## Task to carry out
Transcribe, with complete accuracy, all of the entries below except for the pictures.

Given entries: Begin

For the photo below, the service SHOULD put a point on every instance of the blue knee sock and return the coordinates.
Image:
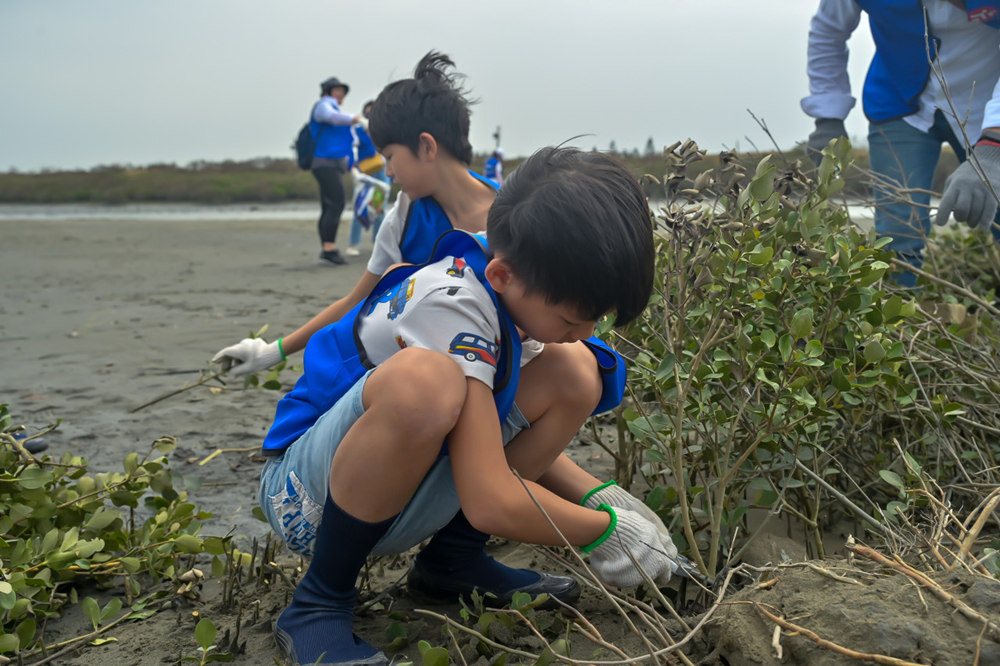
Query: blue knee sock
(319, 622)
(457, 551)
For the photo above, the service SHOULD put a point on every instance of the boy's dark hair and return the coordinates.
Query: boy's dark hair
(575, 226)
(433, 101)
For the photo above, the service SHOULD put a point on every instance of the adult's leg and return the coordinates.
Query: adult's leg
(557, 392)
(332, 200)
(410, 404)
(903, 160)
(958, 146)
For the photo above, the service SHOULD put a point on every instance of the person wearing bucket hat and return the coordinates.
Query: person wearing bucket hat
(493, 168)
(330, 128)
(934, 79)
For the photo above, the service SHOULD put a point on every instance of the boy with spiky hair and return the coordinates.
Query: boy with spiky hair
(412, 407)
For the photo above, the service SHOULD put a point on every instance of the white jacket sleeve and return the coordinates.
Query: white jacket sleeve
(991, 114)
(829, 83)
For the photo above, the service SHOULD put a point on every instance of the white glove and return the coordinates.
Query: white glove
(631, 534)
(615, 496)
(250, 355)
(967, 196)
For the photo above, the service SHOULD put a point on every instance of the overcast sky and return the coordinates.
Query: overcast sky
(140, 82)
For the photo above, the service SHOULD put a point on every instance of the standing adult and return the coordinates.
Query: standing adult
(494, 167)
(331, 130)
(371, 163)
(933, 79)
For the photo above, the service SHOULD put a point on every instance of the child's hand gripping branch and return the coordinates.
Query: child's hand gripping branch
(611, 494)
(631, 540)
(249, 355)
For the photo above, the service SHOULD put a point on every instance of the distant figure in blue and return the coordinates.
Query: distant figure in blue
(369, 162)
(494, 167)
(331, 129)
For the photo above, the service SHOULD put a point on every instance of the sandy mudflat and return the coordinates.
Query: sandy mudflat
(99, 315)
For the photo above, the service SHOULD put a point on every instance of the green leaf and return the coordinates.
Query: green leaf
(874, 352)
(188, 543)
(92, 611)
(891, 478)
(204, 633)
(762, 256)
(767, 337)
(785, 347)
(101, 519)
(131, 564)
(802, 324)
(131, 463)
(435, 657)
(113, 608)
(9, 643)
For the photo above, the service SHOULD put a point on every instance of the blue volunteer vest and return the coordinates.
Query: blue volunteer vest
(900, 69)
(335, 358)
(366, 148)
(490, 168)
(334, 142)
(426, 222)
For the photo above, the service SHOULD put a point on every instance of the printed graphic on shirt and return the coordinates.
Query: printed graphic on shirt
(983, 14)
(457, 268)
(474, 348)
(298, 514)
(396, 297)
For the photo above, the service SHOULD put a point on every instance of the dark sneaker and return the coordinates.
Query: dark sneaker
(429, 588)
(32, 446)
(332, 257)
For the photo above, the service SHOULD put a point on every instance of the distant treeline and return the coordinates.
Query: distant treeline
(273, 180)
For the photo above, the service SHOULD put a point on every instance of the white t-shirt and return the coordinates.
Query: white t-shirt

Given entries: End

## Result below
For the photo below, the service SHOULD put a point on every instance of the blue knee sock and return the coordinates.
Image:
Query: blue knee sock
(319, 622)
(457, 551)
For the photo above, the service SHOULD put a point on every instance of the boy's dark hair and return the coordinates.
Query: boy's dark hair
(575, 226)
(433, 101)
For the photo above, the service SHOULD put a point on every instance of the adult's leg and return the coordinates.
Query: adult's leg
(557, 392)
(332, 200)
(410, 404)
(903, 160)
(958, 146)
For the photo above, the service SHOULD put a point on every instance of the person wearing bucket hat and return the coordinates.
Query: person wearing bucket hat
(493, 168)
(330, 128)
(934, 79)
For the photo above, the service SHOULD put a point on every instance of the boy with spiky hair and return the coordinates.
Query: boy with spiky hair
(412, 407)
For the photo above, the service SHOULD put a point on every instance of the white jacket sleeve and return the coordinates.
Query: white jacket sleeve
(991, 114)
(829, 83)
For the photo above, the service SHOULD put a point on every instance of the white glove and return the coordinates.
Query: white glove
(631, 534)
(615, 496)
(250, 355)
(967, 196)
For the photo above, the service SHOULD put a point on every instance of the overcast sky and return the coordinates.
Query: overcast sky
(140, 82)
For the photo above, the service SHOULD put a point on every instance of the standing adult and return the coordinates.
Query: standing adult
(494, 167)
(331, 130)
(371, 163)
(933, 79)
For the photo above, the service SHOULD put a point on every instance of the child's hand gripping branch and return the coordinates.
Query: child's hand gripping branch
(611, 494)
(631, 540)
(249, 355)
For the photo above, the service SHOULD put a point on every instance of the distant figure in blue and return the coordinates.
Query: distant figure in blue
(369, 162)
(494, 167)
(331, 129)
For the photo above, the service SHOULD put a point on every instance of the sandy mudflat and return the coordinates.
Query: sandy mudflat
(99, 315)
For the photo above, the service SHOULD put a point on every instance of the green leaf and return the coordinates.
Query: green leaf
(874, 352)
(188, 543)
(92, 611)
(891, 478)
(204, 633)
(762, 256)
(767, 337)
(785, 347)
(101, 519)
(131, 564)
(802, 324)
(131, 463)
(435, 657)
(113, 608)
(9, 643)
For the photo above, the service SHOULD put a point on every instance of the blue volunteer vest and return the coordinates.
Query: blue volunteer vest
(900, 69)
(335, 358)
(366, 148)
(490, 168)
(334, 142)
(426, 222)
For the photo above, the service SHOULD put a point on every instance of the printed graphic on shirt and return the coordinates.
Query: printed graphic on shirt
(983, 14)
(457, 268)
(474, 348)
(298, 514)
(396, 297)
For the photo above, the service SHOULD put a point on every instance of the dark sneaker and return the coordinates.
Query: dark sneaker
(429, 588)
(32, 446)
(332, 257)
For the photo above, the service SHOULD put a point on every instance of the distant treeline and return the coordinates.
Query: distant treeline
(273, 180)
For the photo above, the service SHOULD put a point on every instance of the white t-shirt and return the coordinates.
Query: white t-shirt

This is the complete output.